## AIM 1
Reproduce the section of the Senate retirement speech that begins at the words "Expression of Thanks" and stops after "left before me.".

## PASSAGE PROVIDED
Hon. Senators: Hear, hear!

The Honourable Pana Merchant

Expression of Thanks upon Retirement

Hon. Pana Merchant: Honourable senators, this will be my last day in the Senate Chamber. I am not resigning because of health. I am not resigning because of some pending problem. I am not resigning because I should spend time with my family.

Fourteen years — 5,200 days — helping to bring about change. Being here is like life: service, position. Five thousand days is not enough. If 50,000 days were possible, it would not be enough.

Well, sadly, enough.

It has been my great honour and privilege to serve with each of you here and colleagues who, as I do this day, left before me.

I became a member of Parliament in the Senate as a Liberal, in halcyon Liberal times. I leave in similar times of optimism and trust in the future for the country we cherish. In this chamber, we work to help Canadians to come together with confidence.

## SUPPLIED DATA
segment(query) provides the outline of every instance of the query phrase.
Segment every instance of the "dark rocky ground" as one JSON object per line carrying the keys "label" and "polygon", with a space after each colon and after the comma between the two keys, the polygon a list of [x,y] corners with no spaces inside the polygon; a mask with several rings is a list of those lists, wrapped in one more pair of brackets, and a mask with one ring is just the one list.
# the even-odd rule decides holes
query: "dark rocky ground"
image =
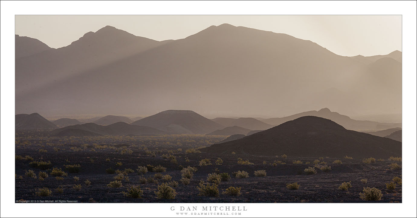
{"label": "dark rocky ground", "polygon": [[[50,161],[52,164],[51,167],[63,169],[65,169],[64,164],[78,164],[81,166],[81,170],[78,173],[68,173],[68,176],[64,177],[63,181],[58,181],[50,175],[44,181],[40,181],[25,177],[25,171],[34,170],[38,176],[39,171],[47,170],[31,168],[29,161],[16,160],[15,200],[60,200],[98,203],[366,203],[371,201],[361,200],[359,198],[359,193],[364,187],[375,187],[381,189],[383,195],[381,201],[378,202],[402,202],[401,186],[397,184],[394,190],[389,190],[386,187],[385,183],[392,181],[394,176],[401,177],[402,175],[401,169],[389,169],[388,166],[392,162],[387,159],[368,164],[362,163],[362,159],[355,159],[354,157],[353,159],[340,157],[337,159],[341,160],[343,163],[337,164],[332,163],[337,158],[323,157],[323,161],[331,166],[332,169],[324,172],[317,169],[317,174],[306,175],[303,173],[303,170],[308,167],[314,166],[312,162],[319,157],[288,157],[283,159],[280,157],[214,155],[204,153],[186,154],[185,152],[188,148],[207,146],[225,137],[199,135],[58,138],[50,137],[41,133],[18,133],[16,135],[16,155],[23,157],[29,155],[35,160]],[[119,145],[111,148],[98,148],[99,147],[98,145]],[[147,154],[145,147],[155,152],[156,157]],[[182,150],[178,151],[178,148]],[[40,149],[47,152],[40,152]],[[122,154],[121,151],[123,149],[131,150],[133,152]],[[161,157],[163,154],[168,153],[172,153],[176,156],[178,164]],[[224,161],[222,165],[214,164],[214,161],[218,157]],[[239,164],[237,162],[239,157],[249,160],[254,164]],[[189,159],[189,162],[186,162],[186,158]],[[108,158],[110,161],[106,160]],[[211,159],[213,165],[199,166],[199,161],[204,158]],[[276,160],[281,161],[286,164],[278,164],[274,167],[271,164]],[[304,163],[292,163],[294,160],[301,160]],[[266,164],[263,163],[264,161],[266,162]],[[311,163],[305,163],[308,162]],[[116,167],[116,162],[121,162],[123,165]],[[398,163],[401,164],[401,163]],[[114,180],[113,177],[116,174],[107,174],[106,169],[112,168],[123,170],[131,168],[136,172],[138,166],[148,164],[154,166],[160,164],[166,167],[166,171],[162,174],[170,175],[173,180],[176,181],[181,178],[181,166],[195,167],[198,171],[194,174],[189,185],[184,185],[179,182],[178,187],[175,188],[177,194],[173,200],[157,198],[154,191],[156,190],[158,185],[139,184],[138,180],[141,176],[136,172],[128,174],[129,181],[122,181],[123,187],[106,186],[110,182]],[[266,171],[266,177],[254,176],[254,171],[260,169]],[[249,177],[233,177],[229,181],[222,182],[219,186],[220,192],[219,197],[198,196],[198,192],[196,186],[200,180],[206,180],[208,174],[217,171],[227,172],[231,175],[233,172],[238,170],[247,171]],[[153,176],[155,173],[148,172],[145,176]],[[23,178],[20,179],[20,176]],[[80,181],[75,181],[73,179],[74,176],[79,177]],[[362,183],[360,181],[362,179],[367,179],[367,184]],[[86,179],[91,182],[90,185],[85,184]],[[338,189],[338,186],[342,182],[349,181],[351,181],[352,188],[347,191]],[[160,179],[159,184],[161,182]],[[286,184],[293,182],[297,182],[301,185],[298,190],[290,190],[286,188]],[[81,185],[80,190],[76,191],[73,188],[74,185],[78,184]],[[126,191],[126,188],[137,185],[140,185],[143,191],[143,198],[133,199],[123,196],[122,192]],[[222,191],[230,186],[241,187],[241,194],[239,196],[230,196],[221,194]],[[35,194],[37,189],[43,187],[51,189],[53,191],[51,196],[40,197]],[[63,194],[55,191],[55,189],[58,187],[63,189]]]}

## AIM 2
Show each line in the entries that includes the string "query".

## EXERCISE ANSWER 1
Expression of Thanks upon Retirement

Hon. Pana Merchant: Honourable senators, this will be my last day in the Senate Chamber. I am not resigning because of health. I am not resigning because of some pending problem. I am not resigning because I should spend time with my family.

Fourteen years — 5,200 days — helping to bring about change. Being here is like life: service, position. Five thousand days is not enough. If 50,000 days were possible, it would not be enough.

Well, sadly, enough.

It has been my great honour and privilege to serve with each of you here and colleagues who, as I do this day, left before me.

## EXERCISE ANSWER 2
segment(query) provides the outline of every instance of the query phrase.
query: "dark rocky ground"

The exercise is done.